[REQUIRED TASKS]
a) Duplicate the passage on the Cuban missile crisis below between "On the same" and "still in Cuba.", inclusive.
b) Answer these questions using the passage on the Cuban missile crisis below:
(i) To what post had Charles Bohlen newly been appointed?
(ii) On what date did the President make his speech declaring a blockade of inbound weapons shipments to Cuba?
(iii) What did Russian ships do on the 23rd?

[TEXT PROVIDED]
Charles Bohlen the newly appointed ambassador to Paris sat in the first few meetings of the Executive Committee of the National Security Council. Bohlen agreed than in any case the missiles had to be removed but advocated attempting to negotiate the crisis to resolution. Early on the two options were called the Bohlen and Rusk methods.

            At the President’s direction the Ex-Com worked on letters to the Kremlin, when two days later on the 20th the President’s speech writer Ted Sorensen and the rest had not come up with a satisfactory response.

            A decision was reached to announce the quarantine before initiating contact with the Kremlin. On the 22nd the President made his speech to the world declaring a blockade of inbound weapons shipments to Cuba.

            The next day the Attorney General met with Ambassador Dobrynin. He told the ambassador that his brother had on the basis of Soviet assurances held a “far less belligerent position [on the arms shipments] than people like Senators Keating and Capehart, and that he had assured the American people that there was nothing to be concerned about. I pointed out, in addition that the President felt he had a very helpful personal relationship with Mr. Khrushchev. Obviously, they did not agree on many issues, but he did feel that there was mutual trust and confidence between them on which he could rely.”[3]

            Dobrynin replied that as far as he knew there were no nuclear missiles in Cuba. Robert Kennedy noted that: “Dobrynin seemed extremely concerned.” [3]

              On the same date, the 23rd Russian ships turned away from crossing the blockade line. This was only partial resolution as the missiles were still in Cuba.

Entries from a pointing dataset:
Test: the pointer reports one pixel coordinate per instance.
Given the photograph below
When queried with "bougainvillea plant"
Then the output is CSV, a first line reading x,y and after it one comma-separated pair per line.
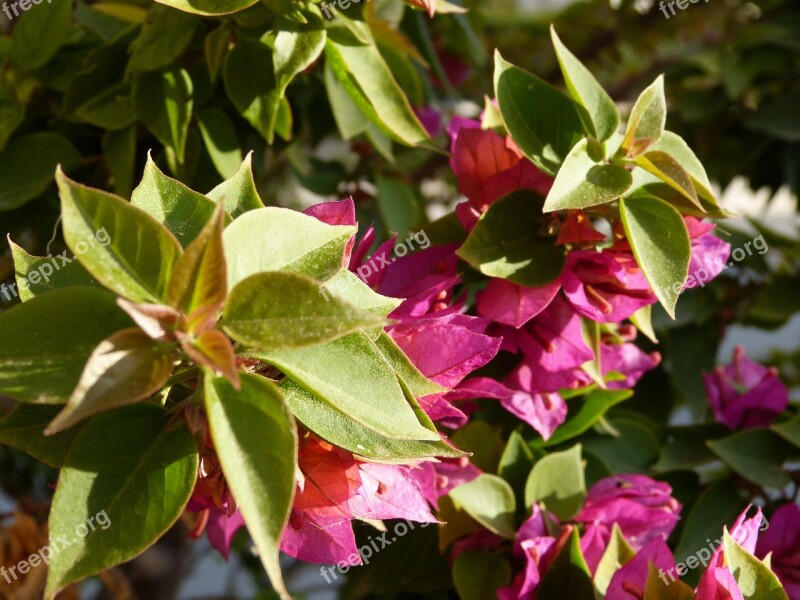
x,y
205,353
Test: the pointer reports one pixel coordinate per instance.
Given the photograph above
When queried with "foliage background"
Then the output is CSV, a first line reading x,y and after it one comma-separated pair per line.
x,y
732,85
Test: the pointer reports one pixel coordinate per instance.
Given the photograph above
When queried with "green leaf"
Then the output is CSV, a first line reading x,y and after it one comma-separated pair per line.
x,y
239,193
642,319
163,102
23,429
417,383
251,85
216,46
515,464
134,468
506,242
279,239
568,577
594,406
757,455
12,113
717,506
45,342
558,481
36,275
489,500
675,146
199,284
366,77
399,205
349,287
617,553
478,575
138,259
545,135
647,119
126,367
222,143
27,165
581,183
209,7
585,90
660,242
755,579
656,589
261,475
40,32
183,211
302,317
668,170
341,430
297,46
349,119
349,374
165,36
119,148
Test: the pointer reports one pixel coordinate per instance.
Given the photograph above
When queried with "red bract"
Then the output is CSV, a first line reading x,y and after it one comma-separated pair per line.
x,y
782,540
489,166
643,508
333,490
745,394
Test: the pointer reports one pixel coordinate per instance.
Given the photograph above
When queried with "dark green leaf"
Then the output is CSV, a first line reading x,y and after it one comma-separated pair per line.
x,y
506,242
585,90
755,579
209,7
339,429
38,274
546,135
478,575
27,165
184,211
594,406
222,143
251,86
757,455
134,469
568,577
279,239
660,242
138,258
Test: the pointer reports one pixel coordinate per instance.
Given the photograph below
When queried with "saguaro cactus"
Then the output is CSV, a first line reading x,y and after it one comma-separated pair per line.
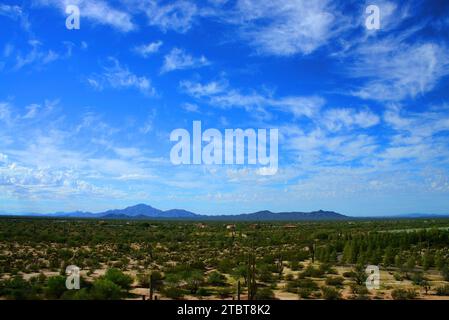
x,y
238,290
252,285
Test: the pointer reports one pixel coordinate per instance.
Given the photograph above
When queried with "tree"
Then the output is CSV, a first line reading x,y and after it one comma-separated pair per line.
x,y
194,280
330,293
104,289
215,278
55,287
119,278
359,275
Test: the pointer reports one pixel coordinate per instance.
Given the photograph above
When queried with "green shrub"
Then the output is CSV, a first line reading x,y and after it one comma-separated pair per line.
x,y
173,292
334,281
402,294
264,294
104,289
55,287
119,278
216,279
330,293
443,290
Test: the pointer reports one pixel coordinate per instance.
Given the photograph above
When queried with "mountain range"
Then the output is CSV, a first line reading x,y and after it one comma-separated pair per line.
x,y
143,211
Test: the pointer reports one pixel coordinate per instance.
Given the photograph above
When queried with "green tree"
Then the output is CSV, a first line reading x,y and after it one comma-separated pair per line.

[OUTPUTS BY TASK]
a)
On the same date, the 23rd Russian ships turned away from crossing the blockade line. This was only partial resolution as the missiles were still in Cuba.

b)
(i) Ambassador to Paris.
(ii) The 22nd.
(iii) They turned away from crossing the blockade line.